**Text excerpt**

Auburn Kinesiology researcher Austin Robinson recognized as up-and-coming scholar by the National Institutes of Health

March 20, 2020

Austin Robinson HeadshotAuburn University School of Kinesiology Assistant Professor Austin Robinson is participating in a program sponsored by the National Institutes of Health to promote diversity among biomedical researchers. Robinson was selected for the highly competitive Program to Increase Diversity among Individuals Engaged in Health-Related Research (PRIDE) sponsored by the National Heart, Lung, and Blood Institute (NHLBI), one of the largest branches of the National Institutes of Health.

PRIDE researchers will attend two intensive summer workshops consisting of advanced research education and mentoring by senior researchers.

“The program is taking place at nine different sites across the country,” Robinson said.“I am part of the St. Louis site which focuses on the genes that may contribute to heart disease and gathering trends in data from large population studies about various factors that may contribute to heart disease.”

Robinson spent two weeks at the University of Washington at St. Louis last summer, joining several other early career researchers from underrepresented backgrounds.

**What you will do**
[1] According to the article on Austin Robinson, at how many sites across the country is the PRIDE program taking place?
[2] Reproduce the part of the article on Austin Robinson that opens with the words "March 20, 2020" and closes with "Institutes of Health.".

**Data for review**
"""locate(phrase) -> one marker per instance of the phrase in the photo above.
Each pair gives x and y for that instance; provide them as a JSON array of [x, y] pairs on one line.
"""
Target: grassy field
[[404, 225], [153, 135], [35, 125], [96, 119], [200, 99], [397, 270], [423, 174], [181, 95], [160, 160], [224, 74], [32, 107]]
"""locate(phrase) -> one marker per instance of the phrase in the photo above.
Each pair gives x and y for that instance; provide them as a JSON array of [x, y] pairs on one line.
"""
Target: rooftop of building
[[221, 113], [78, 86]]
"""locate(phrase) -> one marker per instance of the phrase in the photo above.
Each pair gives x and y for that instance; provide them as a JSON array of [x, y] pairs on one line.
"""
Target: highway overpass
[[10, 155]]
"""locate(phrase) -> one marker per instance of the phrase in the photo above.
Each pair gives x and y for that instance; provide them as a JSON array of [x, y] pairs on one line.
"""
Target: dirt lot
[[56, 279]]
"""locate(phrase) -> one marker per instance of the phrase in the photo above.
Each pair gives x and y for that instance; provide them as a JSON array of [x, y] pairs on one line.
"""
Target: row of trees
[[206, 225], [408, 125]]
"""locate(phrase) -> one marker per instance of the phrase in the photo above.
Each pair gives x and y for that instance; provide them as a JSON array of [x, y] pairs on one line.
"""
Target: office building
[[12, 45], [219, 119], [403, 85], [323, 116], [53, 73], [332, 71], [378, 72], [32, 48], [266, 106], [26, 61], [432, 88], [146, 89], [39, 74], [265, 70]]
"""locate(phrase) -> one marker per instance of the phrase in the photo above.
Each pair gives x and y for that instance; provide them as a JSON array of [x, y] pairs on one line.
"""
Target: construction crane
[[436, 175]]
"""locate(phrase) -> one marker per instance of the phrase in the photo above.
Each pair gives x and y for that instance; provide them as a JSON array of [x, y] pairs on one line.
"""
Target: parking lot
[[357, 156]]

==

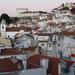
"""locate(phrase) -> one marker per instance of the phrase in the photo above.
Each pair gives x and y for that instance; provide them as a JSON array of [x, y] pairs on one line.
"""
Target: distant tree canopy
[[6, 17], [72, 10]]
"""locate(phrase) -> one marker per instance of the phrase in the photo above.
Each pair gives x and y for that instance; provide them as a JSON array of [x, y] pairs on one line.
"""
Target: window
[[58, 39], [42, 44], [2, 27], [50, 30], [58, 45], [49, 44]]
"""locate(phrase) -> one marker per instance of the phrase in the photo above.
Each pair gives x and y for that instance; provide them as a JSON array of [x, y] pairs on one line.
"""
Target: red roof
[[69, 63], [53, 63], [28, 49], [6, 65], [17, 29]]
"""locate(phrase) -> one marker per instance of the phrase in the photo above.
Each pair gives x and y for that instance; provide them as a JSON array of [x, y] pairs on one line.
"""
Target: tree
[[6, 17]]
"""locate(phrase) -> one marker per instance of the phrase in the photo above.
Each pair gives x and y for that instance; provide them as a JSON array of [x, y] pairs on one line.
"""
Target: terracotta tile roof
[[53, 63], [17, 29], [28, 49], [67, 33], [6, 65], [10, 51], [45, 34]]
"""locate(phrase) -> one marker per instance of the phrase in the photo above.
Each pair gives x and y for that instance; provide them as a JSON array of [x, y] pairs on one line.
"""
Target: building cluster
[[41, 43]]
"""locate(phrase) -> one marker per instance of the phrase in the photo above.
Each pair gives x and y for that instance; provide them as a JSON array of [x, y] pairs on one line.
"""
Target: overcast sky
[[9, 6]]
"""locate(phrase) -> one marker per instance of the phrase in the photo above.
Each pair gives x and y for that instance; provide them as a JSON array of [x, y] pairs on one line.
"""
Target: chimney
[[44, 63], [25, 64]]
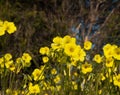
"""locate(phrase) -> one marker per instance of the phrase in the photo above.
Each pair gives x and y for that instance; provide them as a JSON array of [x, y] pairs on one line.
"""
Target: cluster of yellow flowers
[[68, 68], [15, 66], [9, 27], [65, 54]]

==

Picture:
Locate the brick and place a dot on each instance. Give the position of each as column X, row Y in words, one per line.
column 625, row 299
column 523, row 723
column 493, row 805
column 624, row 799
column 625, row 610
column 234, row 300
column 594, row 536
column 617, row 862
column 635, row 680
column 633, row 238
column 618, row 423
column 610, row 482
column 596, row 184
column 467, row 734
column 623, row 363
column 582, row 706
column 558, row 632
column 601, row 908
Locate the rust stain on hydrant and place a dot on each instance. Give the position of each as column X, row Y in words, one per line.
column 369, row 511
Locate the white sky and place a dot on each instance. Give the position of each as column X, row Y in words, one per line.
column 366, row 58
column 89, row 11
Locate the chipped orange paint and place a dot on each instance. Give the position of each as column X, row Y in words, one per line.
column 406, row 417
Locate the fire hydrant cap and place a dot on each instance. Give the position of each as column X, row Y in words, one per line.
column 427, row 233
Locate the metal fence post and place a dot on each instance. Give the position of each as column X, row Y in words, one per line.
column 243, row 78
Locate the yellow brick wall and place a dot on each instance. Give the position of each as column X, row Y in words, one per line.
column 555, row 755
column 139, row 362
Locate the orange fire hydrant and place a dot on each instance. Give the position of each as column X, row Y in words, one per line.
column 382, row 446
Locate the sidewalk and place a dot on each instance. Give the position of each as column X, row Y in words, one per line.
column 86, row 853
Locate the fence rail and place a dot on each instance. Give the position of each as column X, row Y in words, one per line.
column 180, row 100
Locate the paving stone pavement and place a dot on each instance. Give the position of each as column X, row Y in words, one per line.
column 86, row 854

**Exercise solutions**
[1] Nine.

[2]
March 20, 2020

Austin Robinson HeadshotAuburn University School of Kinesiology Assistant Professor Austin Robinson is participating in a program sponsored by the National Institutes of Health to promote diversity among biomedical researchers. Robinson was selected for the highly competitive Program to Increase Diversity among Individuals Engaged in Health-Related Research (PRIDE) sponsored by the National Heart, Lung, and Blood Institute (NHLBI), one of the largest branches of the National Institutes of Health.